───── Document

In [4]:
%load_ext autoreload

In [5]:
%autoreload 2

In [6]:
from utils.dataset_download import *
import pickle
import json
from pathlib import Path, PosixPath
import pandas as pd

In [7]:
# import API credentials
with open('oed_experiments/oed_credentials.json') as f:
    credentials = json.load(f)

In [8]:
# define lemma
lemma_id = "machine_nn01"

In [None]:
save_path = Path("./data")
save_path.mkdir(exist_ok=True)

In [None]:
#query the API and get the json response
sense_json = query_oed(credentials,'word',lemma_id,flags='include_senses=true&include_quotations=true')

# convert the json in a dataframe
senses_df = convert_json_to_dataframe(sense_json)

In [None]:
# save the dataframe
# as pickle
senses_df.to_pickle(save_path / f"senses_{lemma_id}.pickle")
# as csv
senses_df.to_csv(save_path / f"senses_{lemma_id}.tsv",sep='\t')

──────────
───── Dataset content

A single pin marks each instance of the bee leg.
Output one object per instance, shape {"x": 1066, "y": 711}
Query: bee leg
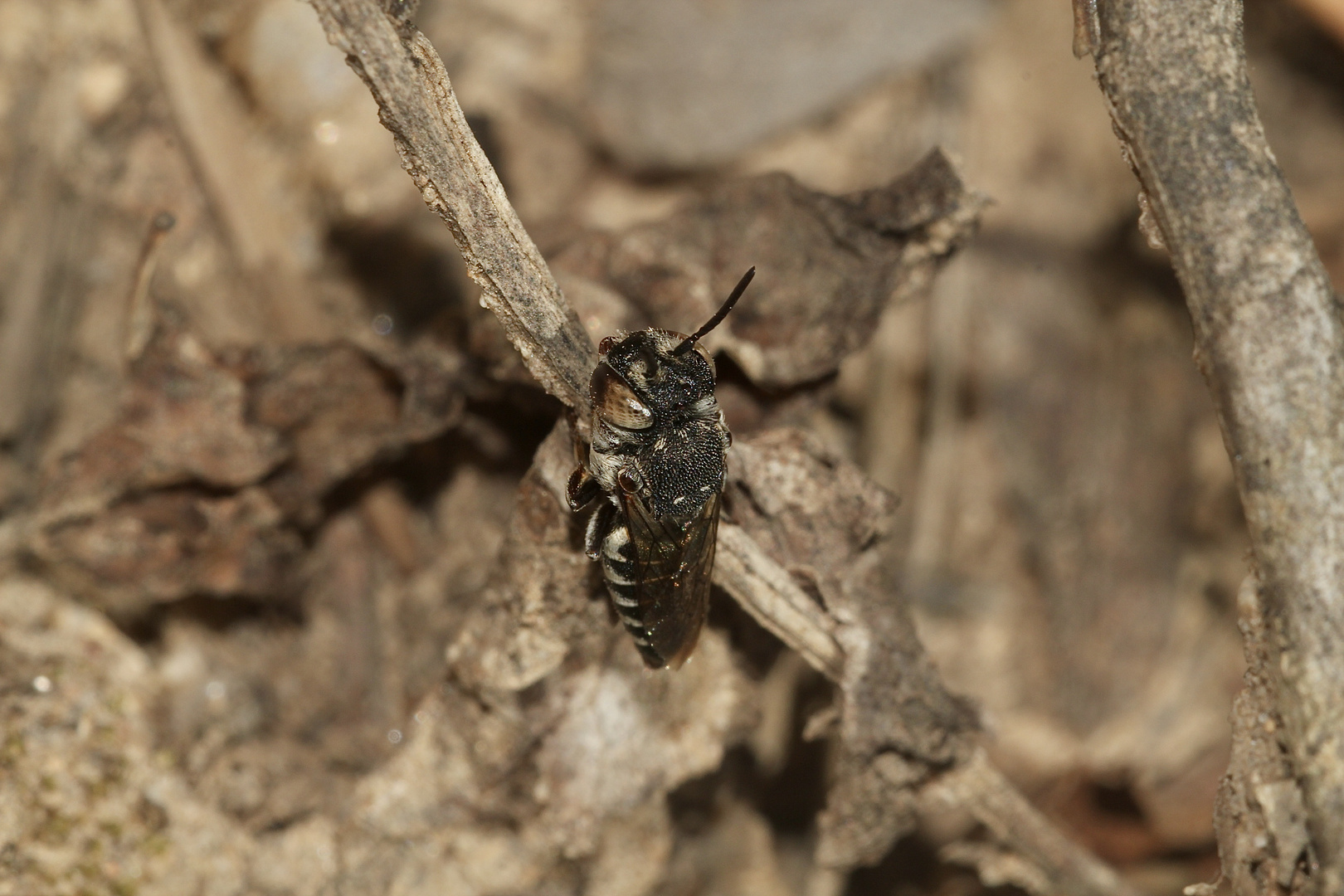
{"x": 597, "y": 529}
{"x": 581, "y": 489}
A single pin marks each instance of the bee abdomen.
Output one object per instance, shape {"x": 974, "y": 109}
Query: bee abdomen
{"x": 619, "y": 571}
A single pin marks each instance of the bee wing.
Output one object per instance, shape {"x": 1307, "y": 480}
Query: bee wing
{"x": 674, "y": 559}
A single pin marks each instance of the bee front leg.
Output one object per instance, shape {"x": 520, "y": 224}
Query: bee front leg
{"x": 581, "y": 489}
{"x": 598, "y": 527}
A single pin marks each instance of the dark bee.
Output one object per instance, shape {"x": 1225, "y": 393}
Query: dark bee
{"x": 657, "y": 455}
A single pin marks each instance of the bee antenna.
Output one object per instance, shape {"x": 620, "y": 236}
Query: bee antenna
{"x": 718, "y": 316}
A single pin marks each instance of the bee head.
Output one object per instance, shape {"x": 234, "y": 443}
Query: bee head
{"x": 652, "y": 373}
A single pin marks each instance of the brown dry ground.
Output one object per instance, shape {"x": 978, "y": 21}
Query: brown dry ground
{"x": 251, "y": 507}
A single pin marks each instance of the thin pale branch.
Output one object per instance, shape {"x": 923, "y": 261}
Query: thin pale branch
{"x": 1269, "y": 340}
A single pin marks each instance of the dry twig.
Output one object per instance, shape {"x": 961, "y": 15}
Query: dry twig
{"x": 438, "y": 151}
{"x": 1269, "y": 340}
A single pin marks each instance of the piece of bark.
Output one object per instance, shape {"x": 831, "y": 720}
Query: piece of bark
{"x": 827, "y": 266}
{"x": 214, "y": 464}
{"x": 827, "y": 524}
{"x": 1269, "y": 340}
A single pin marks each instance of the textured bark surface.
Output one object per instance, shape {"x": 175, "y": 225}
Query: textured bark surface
{"x": 1269, "y": 338}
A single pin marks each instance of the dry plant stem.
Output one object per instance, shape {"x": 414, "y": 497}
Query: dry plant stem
{"x": 438, "y": 151}
{"x": 1014, "y": 822}
{"x": 216, "y": 130}
{"x": 774, "y": 599}
{"x": 1269, "y": 340}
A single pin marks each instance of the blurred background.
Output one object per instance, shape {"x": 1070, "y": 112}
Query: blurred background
{"x": 270, "y": 614}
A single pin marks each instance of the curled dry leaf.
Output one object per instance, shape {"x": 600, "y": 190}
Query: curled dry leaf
{"x": 821, "y": 519}
{"x": 548, "y": 724}
{"x": 827, "y": 265}
{"x": 212, "y": 465}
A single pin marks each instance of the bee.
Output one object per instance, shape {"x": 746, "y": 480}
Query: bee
{"x": 657, "y": 450}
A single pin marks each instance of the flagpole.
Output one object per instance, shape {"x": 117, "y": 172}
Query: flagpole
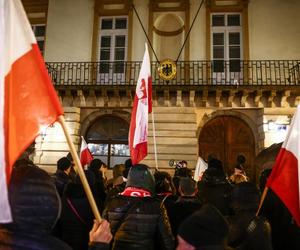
{"x": 79, "y": 168}
{"x": 154, "y": 140}
{"x": 262, "y": 200}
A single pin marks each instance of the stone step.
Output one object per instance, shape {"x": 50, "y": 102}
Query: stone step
{"x": 173, "y": 118}
{"x": 172, "y": 133}
{"x": 170, "y": 149}
{"x": 174, "y": 141}
{"x": 173, "y": 110}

──────────

_Stated goal A_:
Print the OED notebook from "save_path.mkdir(exist_ok=True)" to "senses_df = convert_json_to_dataframe(sense_json)".
_Stated goal B_:
What lemma ID does the OED notebook assign to `lemma_id`?
_Stated goal C_:
Go on with the OED notebook after its last cell.

_Output A_:
save_path.mkdir(exist_ok=True)

In [None]:
#query the API and get the json response
sense_json = query_oed(credentials,'word',lemma_id,flags='include_senses=true&include_quotations=true')

# convert the json in a dataframe
senses_df = convert_json_to_dataframe(sense_json)

_Output B_:
machine_nn01

_Output C_:
In [None]:
# open pickle file to avoid calling the API again
with open(save_path / f"senses_{lemma_id}.pickle",'rb') as in_pickle:
    machine_senses_df = pickle.load(in_pickle)

In [None]:
# get all senses that are siblings and descendants
# of the semantic class of senses listed in previously obtained query 
responses = traverse_thesaurus(credentials,machine_senses_df)

In [None]:
# traverse tree or load responses 
# responses = traverse_thesaurus(credentials,machine_senses_df)
with open('./data/tree_traversal.pickle','rb') as in_pickle:
    responses = pickle.load(in_pickle)

In [None]:
# get all quoations for the senses in the responses variable
quotations = get_quotations_from_thesaurus(credentials,responses)

In [None]:
# merge and save all information stored in the seperate pickle files
df = merge_pickled(Path("./data/senses_machine_nn01.pickle"),
                   Path("./data/tree_traversal.pickle"),
                   Path("./data/tree_traversal_quotations.pickle"))

In [None]:
df.to_pickle(f"./data/{lemma_id}_all.pickle")

In [None]:
df.head()

## Fin.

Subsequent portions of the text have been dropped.